Records for this exercise:
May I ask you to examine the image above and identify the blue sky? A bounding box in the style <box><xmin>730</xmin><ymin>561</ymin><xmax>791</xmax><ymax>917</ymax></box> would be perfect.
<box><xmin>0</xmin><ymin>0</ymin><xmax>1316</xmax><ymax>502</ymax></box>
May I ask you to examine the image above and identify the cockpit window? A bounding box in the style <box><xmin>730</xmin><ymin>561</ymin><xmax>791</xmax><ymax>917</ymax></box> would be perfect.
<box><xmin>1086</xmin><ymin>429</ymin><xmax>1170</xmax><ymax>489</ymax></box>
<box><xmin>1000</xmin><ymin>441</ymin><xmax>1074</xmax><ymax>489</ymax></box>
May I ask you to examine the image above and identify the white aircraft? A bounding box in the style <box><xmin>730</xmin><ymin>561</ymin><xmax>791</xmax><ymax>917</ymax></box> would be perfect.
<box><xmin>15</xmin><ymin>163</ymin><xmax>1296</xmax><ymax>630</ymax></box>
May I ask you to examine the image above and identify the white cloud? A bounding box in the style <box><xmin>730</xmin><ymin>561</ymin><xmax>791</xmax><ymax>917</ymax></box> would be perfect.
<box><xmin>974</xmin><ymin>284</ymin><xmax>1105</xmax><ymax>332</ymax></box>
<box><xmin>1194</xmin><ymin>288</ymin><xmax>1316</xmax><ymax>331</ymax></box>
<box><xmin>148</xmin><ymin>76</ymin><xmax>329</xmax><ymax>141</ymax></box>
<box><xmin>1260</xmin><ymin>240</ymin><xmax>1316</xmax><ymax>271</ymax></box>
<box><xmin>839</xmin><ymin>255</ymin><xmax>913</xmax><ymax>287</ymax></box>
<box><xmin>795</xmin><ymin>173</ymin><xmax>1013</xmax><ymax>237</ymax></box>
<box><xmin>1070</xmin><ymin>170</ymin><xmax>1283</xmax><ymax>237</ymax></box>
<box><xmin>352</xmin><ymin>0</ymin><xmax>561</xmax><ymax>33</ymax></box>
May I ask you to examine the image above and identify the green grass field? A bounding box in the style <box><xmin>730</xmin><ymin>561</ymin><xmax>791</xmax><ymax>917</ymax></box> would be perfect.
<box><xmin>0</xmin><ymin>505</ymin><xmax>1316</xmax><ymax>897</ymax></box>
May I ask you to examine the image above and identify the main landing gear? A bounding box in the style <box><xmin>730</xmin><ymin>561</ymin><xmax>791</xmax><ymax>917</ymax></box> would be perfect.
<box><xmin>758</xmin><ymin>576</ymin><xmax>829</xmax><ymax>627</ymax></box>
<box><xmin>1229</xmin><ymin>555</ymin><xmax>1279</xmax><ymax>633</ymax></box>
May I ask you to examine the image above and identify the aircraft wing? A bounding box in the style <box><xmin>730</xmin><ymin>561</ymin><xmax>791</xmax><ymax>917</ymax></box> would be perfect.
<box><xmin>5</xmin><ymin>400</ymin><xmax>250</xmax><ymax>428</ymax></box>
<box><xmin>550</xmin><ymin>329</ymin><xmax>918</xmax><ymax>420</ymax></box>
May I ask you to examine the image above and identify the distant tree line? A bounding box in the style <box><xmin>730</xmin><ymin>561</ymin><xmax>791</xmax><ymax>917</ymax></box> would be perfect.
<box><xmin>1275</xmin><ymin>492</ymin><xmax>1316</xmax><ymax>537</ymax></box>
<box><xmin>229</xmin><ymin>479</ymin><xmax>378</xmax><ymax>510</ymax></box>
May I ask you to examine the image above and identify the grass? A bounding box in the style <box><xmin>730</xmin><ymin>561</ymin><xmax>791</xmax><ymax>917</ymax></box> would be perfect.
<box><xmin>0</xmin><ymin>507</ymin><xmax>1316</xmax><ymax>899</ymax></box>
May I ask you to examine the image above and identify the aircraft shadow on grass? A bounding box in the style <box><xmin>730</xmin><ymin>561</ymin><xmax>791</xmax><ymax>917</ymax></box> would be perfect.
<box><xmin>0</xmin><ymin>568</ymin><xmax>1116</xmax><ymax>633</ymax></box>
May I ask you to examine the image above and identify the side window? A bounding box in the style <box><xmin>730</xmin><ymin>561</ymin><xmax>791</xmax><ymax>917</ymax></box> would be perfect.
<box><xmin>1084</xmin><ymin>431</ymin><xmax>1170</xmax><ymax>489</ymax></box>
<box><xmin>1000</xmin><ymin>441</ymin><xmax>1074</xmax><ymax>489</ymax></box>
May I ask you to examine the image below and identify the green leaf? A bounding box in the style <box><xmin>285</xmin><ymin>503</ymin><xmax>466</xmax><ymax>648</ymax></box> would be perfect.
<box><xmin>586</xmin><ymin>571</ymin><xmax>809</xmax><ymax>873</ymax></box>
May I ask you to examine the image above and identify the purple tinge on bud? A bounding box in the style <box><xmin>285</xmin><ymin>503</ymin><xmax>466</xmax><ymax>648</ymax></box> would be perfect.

Your task: Copy out all of these lines again, substituting "would be ideal" for every occurrence of "would be perfect" and leaving everything else as it is.

Written response:
May I ask you to examine the image above and identify the blue sky? A bounding box in the style <box><xmin>730</xmin><ymin>561</ymin><xmax>791</xmax><ymax>917</ymax></box> would be ideal.
<box><xmin>0</xmin><ymin>0</ymin><xmax>1316</xmax><ymax>502</ymax></box>
May I ask you to examine the image above and identify the cockpit window? A bounding box in the style <box><xmin>730</xmin><ymin>561</ymin><xmax>791</xmax><ymax>917</ymax></box> would be ideal.
<box><xmin>1086</xmin><ymin>429</ymin><xmax>1170</xmax><ymax>489</ymax></box>
<box><xmin>1000</xmin><ymin>441</ymin><xmax>1074</xmax><ymax>489</ymax></box>
May I ask you to examine the image above and identify the white aircraft? A bounding box in the style <box><xmin>730</xmin><ymin>561</ymin><xmax>791</xmax><ymax>917</ymax></box> would be ideal.
<box><xmin>15</xmin><ymin>163</ymin><xmax>1296</xmax><ymax>630</ymax></box>
May I ask you to examine the image above and identify the white cloud? A bounding box in the style <box><xmin>730</xmin><ymin>561</ymin><xmax>791</xmax><ymax>917</ymax></box> would be ideal.
<box><xmin>974</xmin><ymin>284</ymin><xmax>1105</xmax><ymax>332</ymax></box>
<box><xmin>1194</xmin><ymin>288</ymin><xmax>1316</xmax><ymax>331</ymax></box>
<box><xmin>148</xmin><ymin>76</ymin><xmax>329</xmax><ymax>141</ymax></box>
<box><xmin>1260</xmin><ymin>240</ymin><xmax>1316</xmax><ymax>271</ymax></box>
<box><xmin>839</xmin><ymin>255</ymin><xmax>913</xmax><ymax>287</ymax></box>
<box><xmin>795</xmin><ymin>173</ymin><xmax>1013</xmax><ymax>237</ymax></box>
<box><xmin>1070</xmin><ymin>170</ymin><xmax>1283</xmax><ymax>237</ymax></box>
<box><xmin>352</xmin><ymin>0</ymin><xmax>561</xmax><ymax>33</ymax></box>
May I ask you to examine the image above and identify the green grass field? A bounding box in the style <box><xmin>730</xmin><ymin>561</ymin><xmax>791</xmax><ymax>917</ymax></box> would be ideal.
<box><xmin>0</xmin><ymin>505</ymin><xmax>1316</xmax><ymax>897</ymax></box>
May I ask you to examine the image above and identify the main landing gear? A bounding box in the style <box><xmin>730</xmin><ymin>561</ymin><xmax>791</xmax><ymax>917</ymax></box> would be ideal.
<box><xmin>758</xmin><ymin>576</ymin><xmax>829</xmax><ymax>627</ymax></box>
<box><xmin>1229</xmin><ymin>555</ymin><xmax>1279</xmax><ymax>633</ymax></box>
May I ask you to examine the image above and identify the aircraft wing? A bounding box in the style <box><xmin>730</xmin><ymin>561</ymin><xmax>791</xmax><ymax>917</ymax></box> would be ideal.
<box><xmin>5</xmin><ymin>400</ymin><xmax>250</xmax><ymax>428</ymax></box>
<box><xmin>550</xmin><ymin>329</ymin><xmax>918</xmax><ymax>420</ymax></box>
May I ask you to examine the image above and identify the distant tree line? A bounding box in the style <box><xmin>730</xmin><ymin>561</ymin><xmax>791</xmax><ymax>917</ymax></box> would be ideal.
<box><xmin>1275</xmin><ymin>492</ymin><xmax>1316</xmax><ymax>537</ymax></box>
<box><xmin>229</xmin><ymin>479</ymin><xmax>378</xmax><ymax>510</ymax></box>
May I ask you to examine the image above and identify the grass? A bounding box in the style <box><xmin>730</xmin><ymin>561</ymin><xmax>791</xmax><ymax>917</ymax></box> would be ideal.
<box><xmin>0</xmin><ymin>507</ymin><xmax>1316</xmax><ymax>899</ymax></box>
May I ask you to examine the image above and identify the aircraft shadow on grass? A bounding box in the style <box><xmin>730</xmin><ymin>561</ymin><xmax>791</xmax><ymax>917</ymax></box> would be ideal.
<box><xmin>0</xmin><ymin>568</ymin><xmax>1116</xmax><ymax>633</ymax></box>
May I ask you to examine the image above and identify the side window? A bounding box in the style <box><xmin>730</xmin><ymin>561</ymin><xmax>791</xmax><ymax>917</ymax></box> would be ideal.
<box><xmin>1084</xmin><ymin>431</ymin><xmax>1170</xmax><ymax>489</ymax></box>
<box><xmin>1000</xmin><ymin>441</ymin><xmax>1074</xmax><ymax>489</ymax></box>
May I ask you to examine the image below and identify the green leaf? A bounding box in the style <box><xmin>285</xmin><ymin>503</ymin><xmax>466</xmax><ymax>648</ymax></box> would be ideal.
<box><xmin>586</xmin><ymin>571</ymin><xmax>809</xmax><ymax>873</ymax></box>
May I ask you to examine the image above and identify the purple tinge on bud? A bounding box in the style <box><xmin>285</xmin><ymin>503</ymin><xmax>466</xmax><ymax>648</ymax></box> would be ideal.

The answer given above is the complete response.